**What you should do**
Edit the rows below from the line containing "If you could place a marker on the boy's smiling" up to and including the last line of the rows, changing "fallen dry leaf" to "fallen brown leaf". Return only those lines, with nothing else altered.

**Materials provided**
• • • • •
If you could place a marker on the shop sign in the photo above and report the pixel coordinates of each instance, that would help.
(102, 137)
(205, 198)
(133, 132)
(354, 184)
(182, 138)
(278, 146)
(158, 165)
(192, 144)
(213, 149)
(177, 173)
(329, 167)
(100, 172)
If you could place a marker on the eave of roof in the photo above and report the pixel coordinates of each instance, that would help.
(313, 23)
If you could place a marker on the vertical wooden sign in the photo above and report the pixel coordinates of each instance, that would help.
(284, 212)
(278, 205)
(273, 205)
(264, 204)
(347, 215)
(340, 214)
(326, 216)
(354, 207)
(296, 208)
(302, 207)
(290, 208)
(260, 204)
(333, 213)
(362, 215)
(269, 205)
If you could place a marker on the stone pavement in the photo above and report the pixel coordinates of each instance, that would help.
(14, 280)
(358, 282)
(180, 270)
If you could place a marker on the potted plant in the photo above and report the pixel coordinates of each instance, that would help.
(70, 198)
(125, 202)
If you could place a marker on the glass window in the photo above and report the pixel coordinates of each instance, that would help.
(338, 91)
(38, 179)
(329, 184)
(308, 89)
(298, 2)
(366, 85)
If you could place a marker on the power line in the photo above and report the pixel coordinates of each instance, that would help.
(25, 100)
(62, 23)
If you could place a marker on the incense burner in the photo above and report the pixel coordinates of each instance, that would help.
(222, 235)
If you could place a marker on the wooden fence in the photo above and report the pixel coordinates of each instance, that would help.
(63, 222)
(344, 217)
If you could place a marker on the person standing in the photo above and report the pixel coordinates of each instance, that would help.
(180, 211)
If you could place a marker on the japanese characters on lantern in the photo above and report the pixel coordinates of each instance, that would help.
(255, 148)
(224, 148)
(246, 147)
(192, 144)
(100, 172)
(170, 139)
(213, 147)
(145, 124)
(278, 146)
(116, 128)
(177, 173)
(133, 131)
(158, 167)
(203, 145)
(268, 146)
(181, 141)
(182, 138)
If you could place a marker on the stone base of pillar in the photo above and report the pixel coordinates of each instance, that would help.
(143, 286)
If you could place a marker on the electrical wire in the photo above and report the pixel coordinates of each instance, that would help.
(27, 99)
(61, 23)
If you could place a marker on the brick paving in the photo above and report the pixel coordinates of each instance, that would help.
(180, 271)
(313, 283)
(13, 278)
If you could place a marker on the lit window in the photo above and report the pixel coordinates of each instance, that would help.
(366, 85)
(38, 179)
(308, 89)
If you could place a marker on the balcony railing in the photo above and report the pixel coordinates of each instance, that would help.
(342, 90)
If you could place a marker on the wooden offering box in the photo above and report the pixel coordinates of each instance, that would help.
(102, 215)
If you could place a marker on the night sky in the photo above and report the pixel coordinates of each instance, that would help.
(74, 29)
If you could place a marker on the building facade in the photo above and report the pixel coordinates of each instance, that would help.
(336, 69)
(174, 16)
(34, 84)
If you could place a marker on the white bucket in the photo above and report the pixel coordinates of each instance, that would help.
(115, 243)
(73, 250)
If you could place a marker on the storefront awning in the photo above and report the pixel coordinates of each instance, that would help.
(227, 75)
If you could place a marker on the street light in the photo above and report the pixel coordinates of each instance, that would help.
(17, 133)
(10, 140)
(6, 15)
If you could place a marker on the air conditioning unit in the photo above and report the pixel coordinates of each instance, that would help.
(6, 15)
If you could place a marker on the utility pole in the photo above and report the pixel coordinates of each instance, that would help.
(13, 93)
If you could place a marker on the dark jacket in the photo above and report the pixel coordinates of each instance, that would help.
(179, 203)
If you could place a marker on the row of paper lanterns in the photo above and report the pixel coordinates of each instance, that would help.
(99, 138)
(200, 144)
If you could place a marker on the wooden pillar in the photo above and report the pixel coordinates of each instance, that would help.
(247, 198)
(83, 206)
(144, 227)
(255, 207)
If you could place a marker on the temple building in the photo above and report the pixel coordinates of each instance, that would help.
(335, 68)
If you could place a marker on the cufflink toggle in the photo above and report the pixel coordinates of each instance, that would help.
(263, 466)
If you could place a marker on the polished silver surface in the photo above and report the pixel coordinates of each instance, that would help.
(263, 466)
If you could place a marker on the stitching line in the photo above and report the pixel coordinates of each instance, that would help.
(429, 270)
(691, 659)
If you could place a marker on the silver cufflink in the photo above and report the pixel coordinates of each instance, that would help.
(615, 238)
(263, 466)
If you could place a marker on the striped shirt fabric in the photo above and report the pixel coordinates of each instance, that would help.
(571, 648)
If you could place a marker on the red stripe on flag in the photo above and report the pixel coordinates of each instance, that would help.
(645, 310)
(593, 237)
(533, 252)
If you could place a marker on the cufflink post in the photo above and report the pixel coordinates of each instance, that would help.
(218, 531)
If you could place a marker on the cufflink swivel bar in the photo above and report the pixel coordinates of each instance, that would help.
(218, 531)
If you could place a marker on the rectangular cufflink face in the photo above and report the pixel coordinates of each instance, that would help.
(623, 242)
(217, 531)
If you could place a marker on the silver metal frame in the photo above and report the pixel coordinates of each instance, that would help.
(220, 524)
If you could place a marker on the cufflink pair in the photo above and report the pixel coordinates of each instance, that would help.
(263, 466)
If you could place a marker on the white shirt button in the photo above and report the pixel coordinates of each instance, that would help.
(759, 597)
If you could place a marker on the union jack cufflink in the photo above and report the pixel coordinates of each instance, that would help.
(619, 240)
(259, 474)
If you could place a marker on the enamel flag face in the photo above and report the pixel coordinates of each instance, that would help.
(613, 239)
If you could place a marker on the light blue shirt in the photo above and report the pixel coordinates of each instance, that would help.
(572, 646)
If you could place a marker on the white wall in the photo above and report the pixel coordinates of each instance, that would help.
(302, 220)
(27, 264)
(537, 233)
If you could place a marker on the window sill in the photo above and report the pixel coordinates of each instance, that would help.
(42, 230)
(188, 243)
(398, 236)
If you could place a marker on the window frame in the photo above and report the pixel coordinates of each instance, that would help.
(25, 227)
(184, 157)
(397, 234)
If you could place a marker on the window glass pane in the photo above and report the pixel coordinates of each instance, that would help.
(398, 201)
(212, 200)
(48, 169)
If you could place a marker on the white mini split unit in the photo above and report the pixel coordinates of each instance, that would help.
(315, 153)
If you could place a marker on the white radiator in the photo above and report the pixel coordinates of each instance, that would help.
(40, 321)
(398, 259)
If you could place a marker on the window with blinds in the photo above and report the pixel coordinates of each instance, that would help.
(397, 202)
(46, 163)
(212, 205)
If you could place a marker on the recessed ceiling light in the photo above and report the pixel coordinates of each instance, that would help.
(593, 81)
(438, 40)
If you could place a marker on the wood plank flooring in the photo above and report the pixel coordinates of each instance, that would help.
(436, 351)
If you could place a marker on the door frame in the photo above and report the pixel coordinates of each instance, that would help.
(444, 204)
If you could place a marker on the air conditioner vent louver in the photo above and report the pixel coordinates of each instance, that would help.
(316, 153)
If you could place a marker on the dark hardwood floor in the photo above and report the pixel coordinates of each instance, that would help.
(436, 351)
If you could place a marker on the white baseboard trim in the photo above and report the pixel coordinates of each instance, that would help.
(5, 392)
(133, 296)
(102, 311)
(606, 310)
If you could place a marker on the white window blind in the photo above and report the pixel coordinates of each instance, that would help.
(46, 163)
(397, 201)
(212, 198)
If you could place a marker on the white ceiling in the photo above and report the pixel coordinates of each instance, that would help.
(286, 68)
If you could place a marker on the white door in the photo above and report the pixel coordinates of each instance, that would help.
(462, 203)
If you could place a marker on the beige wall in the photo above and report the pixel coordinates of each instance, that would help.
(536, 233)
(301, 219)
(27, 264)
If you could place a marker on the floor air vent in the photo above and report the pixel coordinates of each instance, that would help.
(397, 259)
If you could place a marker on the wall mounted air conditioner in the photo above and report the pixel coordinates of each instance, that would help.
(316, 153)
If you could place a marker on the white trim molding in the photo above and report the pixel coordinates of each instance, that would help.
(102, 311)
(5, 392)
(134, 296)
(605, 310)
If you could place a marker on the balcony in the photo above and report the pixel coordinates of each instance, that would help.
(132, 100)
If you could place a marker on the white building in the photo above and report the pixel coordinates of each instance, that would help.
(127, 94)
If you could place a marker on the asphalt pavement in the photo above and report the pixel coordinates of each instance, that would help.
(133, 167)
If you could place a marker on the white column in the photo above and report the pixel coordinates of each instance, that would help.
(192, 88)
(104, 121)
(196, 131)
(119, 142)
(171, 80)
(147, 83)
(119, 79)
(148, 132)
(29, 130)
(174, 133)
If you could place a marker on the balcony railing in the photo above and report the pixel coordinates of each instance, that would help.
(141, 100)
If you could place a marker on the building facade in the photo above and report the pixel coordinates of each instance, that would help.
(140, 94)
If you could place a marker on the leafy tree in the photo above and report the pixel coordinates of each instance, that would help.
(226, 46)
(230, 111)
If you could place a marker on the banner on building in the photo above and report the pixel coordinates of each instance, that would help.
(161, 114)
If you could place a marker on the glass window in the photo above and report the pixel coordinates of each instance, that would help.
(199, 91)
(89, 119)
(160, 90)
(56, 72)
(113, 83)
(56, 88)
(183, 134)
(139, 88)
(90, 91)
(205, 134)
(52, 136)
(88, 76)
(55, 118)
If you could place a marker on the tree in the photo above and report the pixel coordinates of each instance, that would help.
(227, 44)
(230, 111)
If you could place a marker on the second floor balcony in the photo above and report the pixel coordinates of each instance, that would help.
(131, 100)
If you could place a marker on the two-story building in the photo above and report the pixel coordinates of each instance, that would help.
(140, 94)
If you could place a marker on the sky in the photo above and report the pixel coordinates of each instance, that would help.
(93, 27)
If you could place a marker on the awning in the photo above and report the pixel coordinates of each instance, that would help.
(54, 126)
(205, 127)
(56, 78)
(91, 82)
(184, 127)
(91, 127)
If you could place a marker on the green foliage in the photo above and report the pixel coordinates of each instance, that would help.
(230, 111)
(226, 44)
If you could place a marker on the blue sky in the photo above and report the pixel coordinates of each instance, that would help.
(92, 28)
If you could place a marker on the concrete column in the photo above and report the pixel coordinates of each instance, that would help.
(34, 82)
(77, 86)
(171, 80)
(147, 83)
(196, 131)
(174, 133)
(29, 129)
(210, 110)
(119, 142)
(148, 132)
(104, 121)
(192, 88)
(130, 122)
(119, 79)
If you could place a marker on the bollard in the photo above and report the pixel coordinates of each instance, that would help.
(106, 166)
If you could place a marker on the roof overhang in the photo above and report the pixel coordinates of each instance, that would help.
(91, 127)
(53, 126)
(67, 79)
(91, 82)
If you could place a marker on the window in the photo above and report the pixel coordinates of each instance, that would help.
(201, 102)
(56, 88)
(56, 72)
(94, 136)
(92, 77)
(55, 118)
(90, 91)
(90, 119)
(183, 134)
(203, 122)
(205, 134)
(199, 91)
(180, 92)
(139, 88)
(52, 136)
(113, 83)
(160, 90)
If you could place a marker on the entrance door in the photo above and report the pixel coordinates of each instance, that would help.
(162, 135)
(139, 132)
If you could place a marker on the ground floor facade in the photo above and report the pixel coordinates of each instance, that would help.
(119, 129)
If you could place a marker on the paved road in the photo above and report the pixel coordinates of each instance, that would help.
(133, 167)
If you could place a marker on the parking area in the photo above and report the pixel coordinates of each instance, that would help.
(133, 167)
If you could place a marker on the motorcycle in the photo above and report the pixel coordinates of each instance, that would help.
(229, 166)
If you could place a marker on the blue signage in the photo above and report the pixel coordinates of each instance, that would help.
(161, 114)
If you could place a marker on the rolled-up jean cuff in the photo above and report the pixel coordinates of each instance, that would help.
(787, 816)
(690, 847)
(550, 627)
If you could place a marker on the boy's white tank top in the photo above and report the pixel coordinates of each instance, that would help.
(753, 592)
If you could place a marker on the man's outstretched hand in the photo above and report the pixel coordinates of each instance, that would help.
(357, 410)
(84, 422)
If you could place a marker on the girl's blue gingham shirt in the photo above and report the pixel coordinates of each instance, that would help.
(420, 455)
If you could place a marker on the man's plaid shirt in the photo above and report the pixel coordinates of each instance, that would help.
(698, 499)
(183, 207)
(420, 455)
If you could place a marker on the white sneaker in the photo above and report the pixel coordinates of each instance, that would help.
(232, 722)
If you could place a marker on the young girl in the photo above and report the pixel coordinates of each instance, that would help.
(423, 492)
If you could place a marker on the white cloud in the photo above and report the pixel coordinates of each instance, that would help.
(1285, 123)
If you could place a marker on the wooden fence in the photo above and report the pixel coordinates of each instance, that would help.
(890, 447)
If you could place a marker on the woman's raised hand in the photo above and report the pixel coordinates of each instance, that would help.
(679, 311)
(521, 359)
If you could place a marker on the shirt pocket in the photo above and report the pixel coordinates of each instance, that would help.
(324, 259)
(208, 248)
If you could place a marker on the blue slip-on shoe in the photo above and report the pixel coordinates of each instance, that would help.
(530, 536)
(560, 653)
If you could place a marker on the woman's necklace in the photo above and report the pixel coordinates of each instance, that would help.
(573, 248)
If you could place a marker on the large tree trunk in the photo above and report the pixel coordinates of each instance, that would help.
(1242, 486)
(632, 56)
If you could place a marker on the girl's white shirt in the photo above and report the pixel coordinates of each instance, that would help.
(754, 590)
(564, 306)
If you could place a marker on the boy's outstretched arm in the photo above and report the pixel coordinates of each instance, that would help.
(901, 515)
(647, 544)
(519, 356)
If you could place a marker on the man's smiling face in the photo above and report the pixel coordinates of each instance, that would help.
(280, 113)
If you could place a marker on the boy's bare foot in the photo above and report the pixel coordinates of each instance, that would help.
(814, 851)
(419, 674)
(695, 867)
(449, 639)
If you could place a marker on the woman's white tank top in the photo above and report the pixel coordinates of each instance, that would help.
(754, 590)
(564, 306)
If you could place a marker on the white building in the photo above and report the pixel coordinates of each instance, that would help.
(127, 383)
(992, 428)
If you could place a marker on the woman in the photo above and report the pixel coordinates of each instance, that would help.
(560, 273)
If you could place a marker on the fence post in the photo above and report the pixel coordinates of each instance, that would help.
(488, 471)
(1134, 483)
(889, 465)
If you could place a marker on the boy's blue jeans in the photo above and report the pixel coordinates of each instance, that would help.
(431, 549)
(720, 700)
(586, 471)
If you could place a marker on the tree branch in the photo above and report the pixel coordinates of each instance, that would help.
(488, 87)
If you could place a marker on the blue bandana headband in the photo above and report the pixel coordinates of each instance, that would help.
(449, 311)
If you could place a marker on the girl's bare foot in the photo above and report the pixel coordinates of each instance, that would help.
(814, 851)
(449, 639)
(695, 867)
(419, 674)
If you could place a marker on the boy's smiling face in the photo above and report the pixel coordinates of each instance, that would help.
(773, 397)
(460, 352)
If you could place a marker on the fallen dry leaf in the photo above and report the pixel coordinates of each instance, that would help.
• • • • •
**Completed exercise**
If you could place a marker on the boy's smiling face in the photo above and report the pixel coordinates of each instance, that would help.
(773, 397)
(460, 352)
If you could place a marker on the fallen brown leaf in the photo above and report the pixel coordinates of each instance, that would help.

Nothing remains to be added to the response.